§ **Trecho fornecido**

+ + + +

Combate à violência no futebol

By 27/02/2015No Comments

Elisa Marconi e Francisco Bicudo

O que fazer para conter a violência no futebol? A discussão não é nova, ao contrário, lá se vão décadas de debates acalorados, mas volta e meia o tema acaba sendo retomado, porque os estúpidos episódios envolvendo agressões e mortes de torcedores de vários times se repetem e só fazem acuar e assustar cada vez mais quem acompanha e participa desse universo. Mais recentemente, por iniciativa do Ministério Público de São Paulo, resgatou-se a tese que defende que os jogos clássicos só sejam abertos à torcida de uma das equipes – o mandante. A proposta sugere que, não se encontrando, a chance de rivais brigarem e vandalizarem os estádios diminua a quase zero. Pode não ser tão simples assim. O sociólogo Maurício Murad há anos pesquisa a violência no futebol e defende que a torcida única é apenas um caminho – para ele, não é o único, nem o melhor.

Murad, professor aposentado da Universidade Estadual do Rio de Janeiro (UERJ) e atualmente professor da pós-graduação da Universo, acredita que um plano nacional deve ser elaborado e colocado em prática para enfrentar, prevenir e mudar a cultura de violência nos estádios. A educação é, segundo o sociólogo, uma excelente via para enfrentar o problema. O especialista reconhece que, sozinha, essa formação educacional não resolve, mas reforça que não há saída para o impasse sem o apoio e o compromisso da educação. “A violência, propriamente dita, pode entrar nas aulas com o professor lembrando que ela é cometida principalmente por jovens. Esses alunos são jovens, há uma identificação aí. Depois, vale mostrar que a violência acaba com um dos nossos maiores patrimônios e é preciso que as pessoas não participem disso”.

A Revista Giz conversou com exclusividade com o professor Murad e os melhores momentos da entrevista o leitor acompanha ao lado. ►

 

Mais recentemente, desde a final da Copa São Paulo de Juniors, em 25 de janeiro último, a antiga discussão a respeito da violência no futebol foi retomada com força. Nas últimas semanas, esquentou mais ainda com a possibilidade de os estádios receberem apenas uma torcida pare evitar o confronto entre grupos rivais. Como o senhor avalia a situação da violência no futebol brasileiro hoje e, em especial, a violência das torcidas?

Infelizmente, nós regredimos muito. As torcidas organizadas no Brasil ganharam um tipo de organização de guerra, de confronto e conflito e de assassinatos nos últimos anos, que colocaram o Brasil no topo da violência do futebol, no que diz respeito a mortes comprovadas por conflitos entre torcidas. Esse é o tema da pesquisa que eu desenvolvo na Universo. Nos últimos três anos, 2012 a 2014, tivemos 71 mortes, um recorde mundial, o que dá uma média de 24 óbitos por ano, duas mortes por mês. Isso falando do que temos comprovado, fora o que ainda está em investigação e fora aquelas que não são registradas. É um recorde mundial, um infeliz tricampeonato. Na nossa pesquisa, a gente só contabiliza o que está comprovado. No ano passado ainda tem seis mortes em investigações, ou seja, o número pode crescer.

+ + + +

§ **Tarefa a cumprir**
Repita palavra por palavra o trecho do texto sobre violência no futebol que vai desde "A Revista Giz" até "violência das torcidas?".

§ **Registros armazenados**
+ + + +

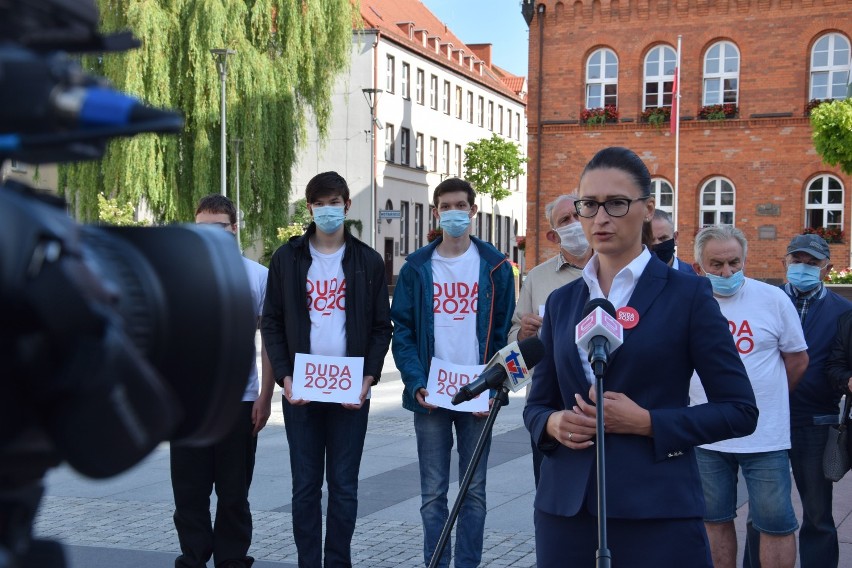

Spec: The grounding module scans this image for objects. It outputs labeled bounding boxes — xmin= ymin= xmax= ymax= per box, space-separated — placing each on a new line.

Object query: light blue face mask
xmin=441 ymin=209 xmax=470 ymax=238
xmin=313 ymin=205 xmax=346 ymax=235
xmin=787 ymin=263 xmax=822 ymax=292
xmin=707 ymin=270 xmax=745 ymax=296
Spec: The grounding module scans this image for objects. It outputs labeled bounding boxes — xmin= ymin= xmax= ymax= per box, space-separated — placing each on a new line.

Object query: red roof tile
xmin=360 ymin=0 xmax=525 ymax=103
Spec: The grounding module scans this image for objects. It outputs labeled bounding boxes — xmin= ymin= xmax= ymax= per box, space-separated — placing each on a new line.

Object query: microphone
xmin=574 ymin=298 xmax=624 ymax=377
xmin=453 ymin=336 xmax=544 ymax=404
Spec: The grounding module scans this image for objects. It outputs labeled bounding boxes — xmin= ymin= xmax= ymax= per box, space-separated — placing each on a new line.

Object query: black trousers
xmin=170 ymin=402 xmax=257 ymax=568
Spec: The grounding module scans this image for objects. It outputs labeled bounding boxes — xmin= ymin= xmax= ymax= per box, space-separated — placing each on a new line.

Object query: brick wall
xmin=527 ymin=0 xmax=852 ymax=279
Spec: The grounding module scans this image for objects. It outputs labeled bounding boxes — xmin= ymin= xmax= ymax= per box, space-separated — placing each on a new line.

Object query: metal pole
xmin=361 ymin=89 xmax=382 ymax=248
xmin=210 ymin=49 xmax=237 ymax=196
xmin=231 ymin=138 xmax=243 ymax=250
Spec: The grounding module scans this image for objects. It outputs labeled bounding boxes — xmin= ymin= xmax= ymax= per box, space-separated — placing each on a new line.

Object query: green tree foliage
xmin=98 ymin=193 xmax=148 ymax=227
xmin=464 ymin=134 xmax=527 ymax=241
xmin=811 ymin=99 xmax=852 ymax=174
xmin=60 ymin=0 xmax=357 ymax=241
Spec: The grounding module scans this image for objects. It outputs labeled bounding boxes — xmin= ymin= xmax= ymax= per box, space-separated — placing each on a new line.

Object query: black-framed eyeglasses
xmin=574 ymin=195 xmax=651 ymax=219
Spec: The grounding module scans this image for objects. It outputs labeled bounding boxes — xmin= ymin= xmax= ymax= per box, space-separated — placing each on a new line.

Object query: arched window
xmin=700 ymin=178 xmax=734 ymax=227
xmin=805 ymin=175 xmax=843 ymax=230
xmin=651 ymin=178 xmax=674 ymax=215
xmin=586 ymin=49 xmax=618 ymax=108
xmin=642 ymin=45 xmax=677 ymax=109
xmin=703 ymin=41 xmax=740 ymax=106
xmin=811 ymin=34 xmax=849 ymax=99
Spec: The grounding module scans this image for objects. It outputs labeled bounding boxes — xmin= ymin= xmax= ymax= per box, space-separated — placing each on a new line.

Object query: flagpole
xmin=672 ymin=35 xmax=683 ymax=230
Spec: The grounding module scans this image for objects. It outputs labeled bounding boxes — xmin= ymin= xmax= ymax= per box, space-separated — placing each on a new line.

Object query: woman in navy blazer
xmin=524 ymin=148 xmax=757 ymax=568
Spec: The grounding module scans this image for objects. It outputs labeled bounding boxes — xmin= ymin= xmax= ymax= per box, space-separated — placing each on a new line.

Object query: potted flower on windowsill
xmin=802 ymin=227 xmax=843 ymax=244
xmin=640 ymin=107 xmax=672 ymax=128
xmin=580 ymin=105 xmax=618 ymax=124
xmin=825 ymin=268 xmax=852 ymax=300
xmin=698 ymin=103 xmax=740 ymax=120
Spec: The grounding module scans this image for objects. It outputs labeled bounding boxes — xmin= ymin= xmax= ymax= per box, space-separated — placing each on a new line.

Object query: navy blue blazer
xmin=524 ymin=257 xmax=757 ymax=519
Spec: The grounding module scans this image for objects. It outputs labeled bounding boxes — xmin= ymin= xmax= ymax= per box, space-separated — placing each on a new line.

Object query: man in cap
xmin=651 ymin=209 xmax=695 ymax=274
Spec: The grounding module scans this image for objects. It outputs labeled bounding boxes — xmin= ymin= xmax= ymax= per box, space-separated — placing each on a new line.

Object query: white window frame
xmin=414 ymin=132 xmax=423 ymax=169
xmin=642 ymin=45 xmax=677 ymax=110
xmin=385 ymin=55 xmax=396 ymax=94
xmin=399 ymin=128 xmax=411 ymax=166
xmin=701 ymin=41 xmax=740 ymax=106
xmin=414 ymin=203 xmax=423 ymax=250
xmin=805 ymin=174 xmax=846 ymax=230
xmin=809 ymin=32 xmax=852 ymax=100
xmin=385 ymin=123 xmax=396 ymax=162
xmin=415 ymin=69 xmax=426 ymax=105
xmin=584 ymin=47 xmax=618 ymax=108
xmin=698 ymin=180 xmax=737 ymax=227
xmin=651 ymin=178 xmax=674 ymax=215
xmin=399 ymin=201 xmax=410 ymax=254
xmin=399 ymin=63 xmax=411 ymax=99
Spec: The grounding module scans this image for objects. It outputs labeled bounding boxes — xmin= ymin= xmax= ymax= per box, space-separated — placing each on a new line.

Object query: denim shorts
xmin=695 ymin=448 xmax=799 ymax=536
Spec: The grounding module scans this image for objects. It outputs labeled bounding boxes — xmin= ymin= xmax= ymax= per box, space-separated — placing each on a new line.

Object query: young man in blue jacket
xmin=391 ymin=178 xmax=515 ymax=568
xmin=261 ymin=172 xmax=392 ymax=567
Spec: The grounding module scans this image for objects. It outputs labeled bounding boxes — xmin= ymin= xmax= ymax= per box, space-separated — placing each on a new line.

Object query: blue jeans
xmin=695 ymin=448 xmax=799 ymax=536
xmin=743 ymin=422 xmax=840 ymax=568
xmin=282 ymin=397 xmax=370 ymax=568
xmin=414 ymin=408 xmax=491 ymax=568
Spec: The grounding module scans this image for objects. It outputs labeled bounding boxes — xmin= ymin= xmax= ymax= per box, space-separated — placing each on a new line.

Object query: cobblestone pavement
xmin=30 ymin=344 xmax=852 ymax=568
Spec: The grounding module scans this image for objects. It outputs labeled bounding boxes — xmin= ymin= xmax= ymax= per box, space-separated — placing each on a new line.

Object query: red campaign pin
xmin=616 ymin=306 xmax=639 ymax=329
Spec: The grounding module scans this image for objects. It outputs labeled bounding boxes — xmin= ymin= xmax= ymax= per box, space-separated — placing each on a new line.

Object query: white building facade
xmin=291 ymin=0 xmax=527 ymax=282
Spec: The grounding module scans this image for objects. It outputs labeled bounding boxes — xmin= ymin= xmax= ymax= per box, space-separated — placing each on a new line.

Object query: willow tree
xmin=60 ymin=0 xmax=357 ymax=239
xmin=464 ymin=134 xmax=527 ymax=242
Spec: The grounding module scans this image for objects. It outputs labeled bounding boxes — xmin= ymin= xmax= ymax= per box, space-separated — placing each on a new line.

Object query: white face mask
xmin=554 ymin=222 xmax=589 ymax=256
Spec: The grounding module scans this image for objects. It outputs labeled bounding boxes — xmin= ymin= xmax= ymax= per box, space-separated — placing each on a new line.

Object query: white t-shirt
xmin=432 ymin=242 xmax=482 ymax=365
xmin=243 ymin=257 xmax=269 ymax=402
xmin=305 ymin=244 xmax=346 ymax=357
xmin=689 ymin=278 xmax=808 ymax=453
xmin=577 ymin=250 xmax=651 ymax=385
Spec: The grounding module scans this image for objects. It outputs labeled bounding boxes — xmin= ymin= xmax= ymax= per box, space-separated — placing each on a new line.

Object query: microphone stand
xmin=592 ymin=360 xmax=612 ymax=568
xmin=429 ymin=384 xmax=509 ymax=568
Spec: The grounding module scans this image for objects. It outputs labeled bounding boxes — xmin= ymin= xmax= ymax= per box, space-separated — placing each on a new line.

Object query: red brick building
xmin=522 ymin=0 xmax=852 ymax=279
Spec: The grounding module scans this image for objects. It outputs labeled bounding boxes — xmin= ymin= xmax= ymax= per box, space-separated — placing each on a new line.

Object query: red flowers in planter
xmin=698 ymin=103 xmax=740 ymax=120
xmin=580 ymin=105 xmax=618 ymax=124
xmin=802 ymin=227 xmax=843 ymax=243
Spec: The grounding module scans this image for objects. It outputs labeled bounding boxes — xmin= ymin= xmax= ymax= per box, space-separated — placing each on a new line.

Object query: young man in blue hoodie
xmin=391 ymin=178 xmax=515 ymax=568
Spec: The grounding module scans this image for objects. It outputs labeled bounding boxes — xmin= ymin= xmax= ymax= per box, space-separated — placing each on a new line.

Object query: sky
xmin=422 ymin=0 xmax=529 ymax=76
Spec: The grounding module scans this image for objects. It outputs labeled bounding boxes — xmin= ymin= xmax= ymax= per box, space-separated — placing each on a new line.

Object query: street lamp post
xmin=361 ymin=89 xmax=382 ymax=248
xmin=231 ymin=138 xmax=243 ymax=250
xmin=210 ymin=49 xmax=237 ymax=200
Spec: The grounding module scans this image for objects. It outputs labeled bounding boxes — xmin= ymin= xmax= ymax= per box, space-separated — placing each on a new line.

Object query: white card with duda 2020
xmin=426 ymin=357 xmax=489 ymax=412
xmin=293 ymin=353 xmax=364 ymax=404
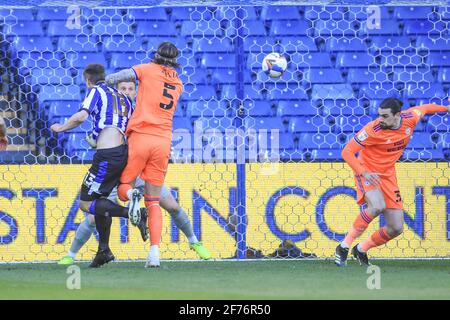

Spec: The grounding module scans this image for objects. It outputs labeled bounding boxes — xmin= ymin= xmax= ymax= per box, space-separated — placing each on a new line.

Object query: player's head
xmin=83 ymin=63 xmax=106 ymax=88
xmin=153 ymin=42 xmax=180 ymax=68
xmin=378 ymin=98 xmax=403 ymax=129
xmin=117 ymin=81 xmax=137 ymax=100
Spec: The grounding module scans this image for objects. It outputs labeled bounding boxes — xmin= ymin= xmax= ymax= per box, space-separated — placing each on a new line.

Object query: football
xmin=262 ymin=52 xmax=287 ymax=78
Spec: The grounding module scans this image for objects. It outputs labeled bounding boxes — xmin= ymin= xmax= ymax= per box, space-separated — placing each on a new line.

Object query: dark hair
xmin=153 ymin=42 xmax=180 ymax=68
xmin=380 ymin=98 xmax=403 ymax=115
xmin=83 ymin=63 xmax=105 ymax=84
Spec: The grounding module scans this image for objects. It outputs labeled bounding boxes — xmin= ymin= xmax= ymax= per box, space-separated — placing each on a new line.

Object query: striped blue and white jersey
xmin=80 ymin=82 xmax=134 ymax=140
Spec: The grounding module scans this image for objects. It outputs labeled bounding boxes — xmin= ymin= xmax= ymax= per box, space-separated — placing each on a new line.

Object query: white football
xmin=262 ymin=52 xmax=287 ymax=78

+ + + +

§ **Resposta esperada**
A Revista Giz conversou com exclusividade com o professor Murad e os melhores momentos da entrevista o leitor acompanha ao lado. ►

 

Mais recentemente, desde a final da Copa São Paulo de Juniors, em 25 de janeiro último, a antiga discussão a respeito da violência no futebol foi retomada com força. Nas últimas semanas, esquentou mais ainda com a possibilidade de os estádios receberem apenas uma torcida pare evitar o confronto entre grupos rivais. Como o senhor avalia a situação da violência no futebol brasileiro hoje e, em especial, a violência das torcidas?